— BEGIN RECORDS SUPPLIED —

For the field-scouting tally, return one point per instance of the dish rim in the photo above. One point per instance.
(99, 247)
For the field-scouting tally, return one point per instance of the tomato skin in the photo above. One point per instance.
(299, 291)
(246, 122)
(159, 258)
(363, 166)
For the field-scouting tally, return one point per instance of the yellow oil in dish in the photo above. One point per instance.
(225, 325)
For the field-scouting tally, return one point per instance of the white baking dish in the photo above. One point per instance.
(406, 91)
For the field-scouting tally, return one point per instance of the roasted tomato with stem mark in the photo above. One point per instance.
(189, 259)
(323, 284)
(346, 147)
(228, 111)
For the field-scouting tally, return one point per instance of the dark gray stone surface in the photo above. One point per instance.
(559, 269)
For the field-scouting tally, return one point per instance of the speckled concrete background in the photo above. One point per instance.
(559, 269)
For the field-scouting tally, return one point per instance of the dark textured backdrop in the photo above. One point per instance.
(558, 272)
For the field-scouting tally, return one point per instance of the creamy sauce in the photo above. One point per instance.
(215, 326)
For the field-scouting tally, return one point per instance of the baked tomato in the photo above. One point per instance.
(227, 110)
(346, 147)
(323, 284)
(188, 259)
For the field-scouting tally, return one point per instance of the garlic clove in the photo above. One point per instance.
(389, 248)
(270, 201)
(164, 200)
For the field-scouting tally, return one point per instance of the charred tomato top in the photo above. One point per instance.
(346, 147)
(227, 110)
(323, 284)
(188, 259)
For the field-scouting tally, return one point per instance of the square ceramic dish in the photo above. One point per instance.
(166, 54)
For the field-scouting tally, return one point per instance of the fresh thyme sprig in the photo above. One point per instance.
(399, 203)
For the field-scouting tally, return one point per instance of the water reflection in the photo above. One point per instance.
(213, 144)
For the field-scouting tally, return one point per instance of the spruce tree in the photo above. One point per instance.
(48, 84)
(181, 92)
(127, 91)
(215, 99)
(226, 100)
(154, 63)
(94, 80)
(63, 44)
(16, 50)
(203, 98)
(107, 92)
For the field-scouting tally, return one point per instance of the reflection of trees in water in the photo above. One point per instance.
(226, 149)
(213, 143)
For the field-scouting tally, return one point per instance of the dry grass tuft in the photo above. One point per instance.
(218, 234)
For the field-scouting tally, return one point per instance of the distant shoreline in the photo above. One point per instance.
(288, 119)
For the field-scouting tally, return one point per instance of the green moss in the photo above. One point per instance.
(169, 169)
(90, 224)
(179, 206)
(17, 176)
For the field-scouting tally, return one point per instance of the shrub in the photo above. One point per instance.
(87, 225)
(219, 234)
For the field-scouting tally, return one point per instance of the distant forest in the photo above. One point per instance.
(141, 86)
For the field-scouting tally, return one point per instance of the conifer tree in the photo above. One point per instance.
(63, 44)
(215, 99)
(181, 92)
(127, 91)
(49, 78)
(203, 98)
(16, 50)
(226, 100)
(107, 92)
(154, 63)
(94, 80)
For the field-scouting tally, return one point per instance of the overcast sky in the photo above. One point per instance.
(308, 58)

— END RECORDS SUPPLIED —

*GOAL OF THE EXERCISE*. Write out every entry verbatim.

*IN RESPONSE*.
For the field-scouting tally, return one point per instance of the dish rim in the photo above. One point per instance.
(99, 247)
For the field-scouting tally, return one point per instance of the tomato skin in the photo above. One point per instance.
(299, 291)
(246, 122)
(159, 258)
(363, 166)
For the field-scouting tally, return one point per instance of the yellow oil in dish in the photo above. One point per instance.
(225, 325)
For the field-scouting tally, return one point per instance of the white baking dish in the photo above. One point per instance.
(406, 91)
For the field-scouting tally, return one point per instance of the roasted tomato with stem mark in the photo above. One point per instance.
(189, 259)
(323, 284)
(346, 147)
(228, 111)
For the field-scouting tally, return one point per instance of the dark gray stone surface in the photo above. One point per instance.
(559, 269)
For the field-scouting tally, return one point per instance of the speckled concrete background in the photo above. One point per instance.
(559, 269)
For the field-scouting tally, return one point per instance of the dark textured backdrop in the photo above. One point per instance.
(558, 272)
For the field-scouting tally, return one point per instance of the creamy sauce in the photo above. One point per instance.
(215, 326)
For the field-scouting tally, return one point per instance of the baked tomato in the photo above. One point per instance.
(227, 110)
(346, 147)
(323, 284)
(188, 259)
For the field-scouting tally, return one point per instance of the garlic clove in the photo above. One point per instance.
(389, 248)
(270, 201)
(164, 200)
For the field-scouting tally, return one point per instance of the charred tomato top in the photo above. One point per instance.
(346, 147)
(227, 110)
(323, 284)
(188, 259)
For the field-scouting tally, return one point per instance of the square ceramic dish in the photo above. One point per instance.
(166, 54)
For the field-scouting tally, return one point per instance of the fresh thyme sprig in the photo above. One point per instance.
(399, 203)
For the field-scouting tally, return one point per instance of the water reflection in the photo above. One point per instance.
(213, 144)
For the field-scouting tally, return one point per instance of the spruce tree in the photo above. One point per instance.
(48, 84)
(181, 92)
(127, 91)
(215, 99)
(226, 100)
(154, 63)
(94, 80)
(63, 44)
(16, 50)
(203, 98)
(107, 92)
For the field-scouting tally, return one point per instance of the reflection of trees in water in the photo above. One point per instance.
(226, 149)
(213, 143)
For the field-scouting tally, return one point per instance of the dry grass tuft in the photo above. One point per instance.
(218, 234)
For the field-scouting tally, return one point per instance of the distant shoreline in the photo above. One point per instance.
(288, 119)
For the field-scouting tally, return one point per instance of the green moss in the photo above. One point per instance.
(169, 169)
(90, 224)
(179, 206)
(17, 176)
For the field-scouting tally, return one point per instance of the shrub in the photo above. One point per instance.
(87, 225)
(219, 234)
For the field-scouting tally, return one point per instance of the distant forest in the photo above. One point per instance.
(141, 86)
For the field-scouting tally, return one point per instance of the conifer tree in the photo above. One point per instance.
(63, 44)
(215, 99)
(181, 92)
(127, 91)
(49, 78)
(203, 98)
(16, 50)
(226, 100)
(107, 92)
(154, 63)
(94, 80)
For the field-scouting tally, return one point per instance of the overcast sky in the photo above. One point per instance.
(308, 58)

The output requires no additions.